### DATASET EXTRACT
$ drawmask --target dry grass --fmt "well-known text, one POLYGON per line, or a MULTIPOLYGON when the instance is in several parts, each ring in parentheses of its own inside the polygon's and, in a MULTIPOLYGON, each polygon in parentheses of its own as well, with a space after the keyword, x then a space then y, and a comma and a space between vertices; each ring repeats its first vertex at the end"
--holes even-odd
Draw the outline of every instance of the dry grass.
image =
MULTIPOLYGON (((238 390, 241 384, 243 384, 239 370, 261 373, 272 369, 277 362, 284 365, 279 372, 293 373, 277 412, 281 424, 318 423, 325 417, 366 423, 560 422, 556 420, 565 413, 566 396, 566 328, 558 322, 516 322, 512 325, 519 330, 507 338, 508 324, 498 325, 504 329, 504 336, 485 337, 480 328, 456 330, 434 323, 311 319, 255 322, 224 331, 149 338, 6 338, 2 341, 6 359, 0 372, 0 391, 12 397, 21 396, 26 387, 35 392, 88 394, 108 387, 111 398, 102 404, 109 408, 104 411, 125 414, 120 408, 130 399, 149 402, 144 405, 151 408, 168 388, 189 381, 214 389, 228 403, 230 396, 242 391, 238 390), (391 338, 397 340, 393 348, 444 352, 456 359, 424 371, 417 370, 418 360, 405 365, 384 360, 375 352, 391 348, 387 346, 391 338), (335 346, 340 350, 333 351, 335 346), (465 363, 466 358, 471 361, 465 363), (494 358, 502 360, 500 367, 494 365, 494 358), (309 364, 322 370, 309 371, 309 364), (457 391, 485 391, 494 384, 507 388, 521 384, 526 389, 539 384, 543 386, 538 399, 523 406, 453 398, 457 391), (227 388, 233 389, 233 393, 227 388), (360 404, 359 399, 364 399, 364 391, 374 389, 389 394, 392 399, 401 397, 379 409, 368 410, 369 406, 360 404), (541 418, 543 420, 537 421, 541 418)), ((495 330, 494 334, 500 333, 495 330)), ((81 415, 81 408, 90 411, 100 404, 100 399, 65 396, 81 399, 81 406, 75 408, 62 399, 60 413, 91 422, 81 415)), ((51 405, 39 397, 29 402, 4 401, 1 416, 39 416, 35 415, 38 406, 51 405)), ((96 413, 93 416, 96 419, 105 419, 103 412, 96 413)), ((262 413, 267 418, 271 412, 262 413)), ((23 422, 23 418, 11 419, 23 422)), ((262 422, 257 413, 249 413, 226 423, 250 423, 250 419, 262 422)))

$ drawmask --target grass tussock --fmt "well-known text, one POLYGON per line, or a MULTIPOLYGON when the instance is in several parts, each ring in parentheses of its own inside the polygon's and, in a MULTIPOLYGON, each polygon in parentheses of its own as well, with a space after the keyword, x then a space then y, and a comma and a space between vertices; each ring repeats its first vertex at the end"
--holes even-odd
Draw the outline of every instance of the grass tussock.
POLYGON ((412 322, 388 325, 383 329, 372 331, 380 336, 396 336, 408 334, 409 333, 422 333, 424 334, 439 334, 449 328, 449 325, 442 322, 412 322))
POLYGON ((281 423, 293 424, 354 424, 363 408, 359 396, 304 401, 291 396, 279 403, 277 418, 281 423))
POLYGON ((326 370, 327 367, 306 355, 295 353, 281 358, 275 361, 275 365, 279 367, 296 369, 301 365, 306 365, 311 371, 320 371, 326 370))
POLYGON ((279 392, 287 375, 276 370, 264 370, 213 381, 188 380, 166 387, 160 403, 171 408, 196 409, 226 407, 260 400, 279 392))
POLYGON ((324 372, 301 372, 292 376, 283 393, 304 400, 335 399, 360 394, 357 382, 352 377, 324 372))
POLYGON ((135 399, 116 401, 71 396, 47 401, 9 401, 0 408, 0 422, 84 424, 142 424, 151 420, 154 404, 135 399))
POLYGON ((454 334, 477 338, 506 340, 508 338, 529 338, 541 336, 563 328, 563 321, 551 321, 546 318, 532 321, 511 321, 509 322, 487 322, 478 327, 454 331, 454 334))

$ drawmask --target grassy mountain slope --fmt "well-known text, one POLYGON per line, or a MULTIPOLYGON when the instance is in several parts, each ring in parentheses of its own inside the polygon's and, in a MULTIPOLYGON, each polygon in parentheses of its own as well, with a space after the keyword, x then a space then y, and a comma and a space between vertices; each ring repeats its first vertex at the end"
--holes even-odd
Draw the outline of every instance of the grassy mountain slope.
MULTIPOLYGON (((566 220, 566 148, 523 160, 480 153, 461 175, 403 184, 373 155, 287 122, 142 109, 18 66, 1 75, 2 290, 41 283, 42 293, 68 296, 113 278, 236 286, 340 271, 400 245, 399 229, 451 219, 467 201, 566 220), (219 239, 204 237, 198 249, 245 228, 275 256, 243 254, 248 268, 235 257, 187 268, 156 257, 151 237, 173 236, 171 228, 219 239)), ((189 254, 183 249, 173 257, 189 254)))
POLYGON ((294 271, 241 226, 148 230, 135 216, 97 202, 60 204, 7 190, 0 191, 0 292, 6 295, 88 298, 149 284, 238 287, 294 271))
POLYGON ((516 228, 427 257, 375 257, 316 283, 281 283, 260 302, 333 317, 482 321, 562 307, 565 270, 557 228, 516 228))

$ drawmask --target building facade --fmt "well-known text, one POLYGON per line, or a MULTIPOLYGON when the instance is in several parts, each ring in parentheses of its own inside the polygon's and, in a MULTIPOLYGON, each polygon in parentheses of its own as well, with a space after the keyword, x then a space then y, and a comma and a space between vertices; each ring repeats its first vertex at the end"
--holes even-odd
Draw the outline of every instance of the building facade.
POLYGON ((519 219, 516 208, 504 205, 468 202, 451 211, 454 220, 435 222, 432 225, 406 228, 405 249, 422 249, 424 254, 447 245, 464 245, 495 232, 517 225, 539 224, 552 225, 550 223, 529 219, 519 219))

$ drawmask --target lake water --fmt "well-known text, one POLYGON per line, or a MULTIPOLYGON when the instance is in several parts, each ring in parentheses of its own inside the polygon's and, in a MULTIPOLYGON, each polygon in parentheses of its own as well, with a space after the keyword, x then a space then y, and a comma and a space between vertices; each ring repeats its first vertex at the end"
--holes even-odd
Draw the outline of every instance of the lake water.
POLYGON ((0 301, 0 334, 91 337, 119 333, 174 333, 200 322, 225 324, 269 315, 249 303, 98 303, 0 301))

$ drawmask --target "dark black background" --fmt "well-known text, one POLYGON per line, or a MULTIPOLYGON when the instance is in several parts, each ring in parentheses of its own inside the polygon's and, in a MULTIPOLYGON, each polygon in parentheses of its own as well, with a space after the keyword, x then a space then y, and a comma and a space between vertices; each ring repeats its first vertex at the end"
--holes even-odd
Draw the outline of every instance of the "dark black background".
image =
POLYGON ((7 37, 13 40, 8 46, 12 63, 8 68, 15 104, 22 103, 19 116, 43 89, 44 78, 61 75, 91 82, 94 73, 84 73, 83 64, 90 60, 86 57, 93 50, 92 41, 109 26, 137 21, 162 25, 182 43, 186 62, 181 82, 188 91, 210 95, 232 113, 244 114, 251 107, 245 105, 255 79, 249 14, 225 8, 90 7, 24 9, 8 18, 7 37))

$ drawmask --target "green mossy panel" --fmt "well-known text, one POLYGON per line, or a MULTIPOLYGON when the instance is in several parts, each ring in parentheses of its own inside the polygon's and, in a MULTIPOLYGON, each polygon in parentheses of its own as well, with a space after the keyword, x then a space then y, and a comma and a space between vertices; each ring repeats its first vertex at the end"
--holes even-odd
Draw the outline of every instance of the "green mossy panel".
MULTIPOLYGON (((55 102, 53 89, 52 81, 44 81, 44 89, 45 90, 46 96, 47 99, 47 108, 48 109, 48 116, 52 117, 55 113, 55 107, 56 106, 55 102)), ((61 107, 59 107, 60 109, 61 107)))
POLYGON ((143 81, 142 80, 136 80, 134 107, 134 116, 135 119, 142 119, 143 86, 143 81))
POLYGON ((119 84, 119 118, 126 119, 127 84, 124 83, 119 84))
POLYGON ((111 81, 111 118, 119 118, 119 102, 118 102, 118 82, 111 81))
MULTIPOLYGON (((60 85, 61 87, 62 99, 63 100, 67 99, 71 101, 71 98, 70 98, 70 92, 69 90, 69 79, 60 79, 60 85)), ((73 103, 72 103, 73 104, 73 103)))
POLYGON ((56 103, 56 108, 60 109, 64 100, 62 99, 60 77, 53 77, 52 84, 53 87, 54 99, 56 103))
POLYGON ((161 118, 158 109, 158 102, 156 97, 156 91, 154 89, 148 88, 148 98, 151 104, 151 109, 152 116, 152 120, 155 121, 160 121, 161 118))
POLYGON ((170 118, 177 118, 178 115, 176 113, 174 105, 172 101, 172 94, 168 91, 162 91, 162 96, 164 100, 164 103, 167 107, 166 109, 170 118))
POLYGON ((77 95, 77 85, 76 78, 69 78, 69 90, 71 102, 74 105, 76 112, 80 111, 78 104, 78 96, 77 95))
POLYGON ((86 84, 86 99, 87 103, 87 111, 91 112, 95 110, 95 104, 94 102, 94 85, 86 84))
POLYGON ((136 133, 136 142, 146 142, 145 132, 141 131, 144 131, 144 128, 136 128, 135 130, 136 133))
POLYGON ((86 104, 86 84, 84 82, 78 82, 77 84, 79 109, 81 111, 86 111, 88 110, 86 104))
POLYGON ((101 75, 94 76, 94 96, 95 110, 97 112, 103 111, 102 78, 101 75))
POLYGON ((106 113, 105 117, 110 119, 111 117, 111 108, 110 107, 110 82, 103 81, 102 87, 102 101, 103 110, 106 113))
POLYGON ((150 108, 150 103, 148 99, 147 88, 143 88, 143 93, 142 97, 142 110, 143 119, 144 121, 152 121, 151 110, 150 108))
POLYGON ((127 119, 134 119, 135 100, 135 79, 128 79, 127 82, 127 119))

### YOUR OBJECTIVE
Shift every outline coordinate by 77 in the part of the records that opens with the line containing "drawmask --target lake" and closes with the line containing "POLYGON ((7 37, 13". Reproduce each line of that part, requests included, and return only those lines.

### EXPECTED ANSWER
$ drawmask --target lake water --fmt "well-known text, one POLYGON per line, or a MULTIPOLYGON when the instance is in several parts, each ring in parentheses of its own inside the polygon's and, in a MULTIPOLYGON, each polygon in parentheses of its own as well, with a space after the keyword, x then a space then y, and a comma and a space between vertices; each ring repeats its first vertex at the end"
--holes even-odd
Draw the outline of every instance of the lake water.
POLYGON ((77 378, 77 411, 168 414, 196 410, 251 410, 277 399, 302 401, 346 392, 326 380, 175 380, 77 378))

$ drawmask --target "dark black background" --fmt "well-known text, one POLYGON per line, or a MULTIPOLYGON when the instance is in several parts, each ring in parentheses of its own inside the polygon's and, in a MULTIPOLYGON, each polygon in parentheses of its own as well, with a space after the keyword, x then a space then y, and a comma and a space between vertices; each ring repeats its first vertex at the end"
--holes even-odd
Draw the outline of every instance of the "dark black background".
image =
POLYGON ((84 114, 90 117, 85 123, 89 140, 85 145, 92 181, 99 180, 96 193, 120 166, 121 155, 138 152, 168 159, 171 150, 161 150, 160 141, 167 137, 163 134, 170 127, 169 118, 186 103, 214 98, 239 102, 259 120, 263 139, 258 159, 265 168, 287 172, 309 190, 321 191, 328 184, 322 182, 332 156, 326 91, 302 85, 167 84, 101 86, 85 95, 84 114))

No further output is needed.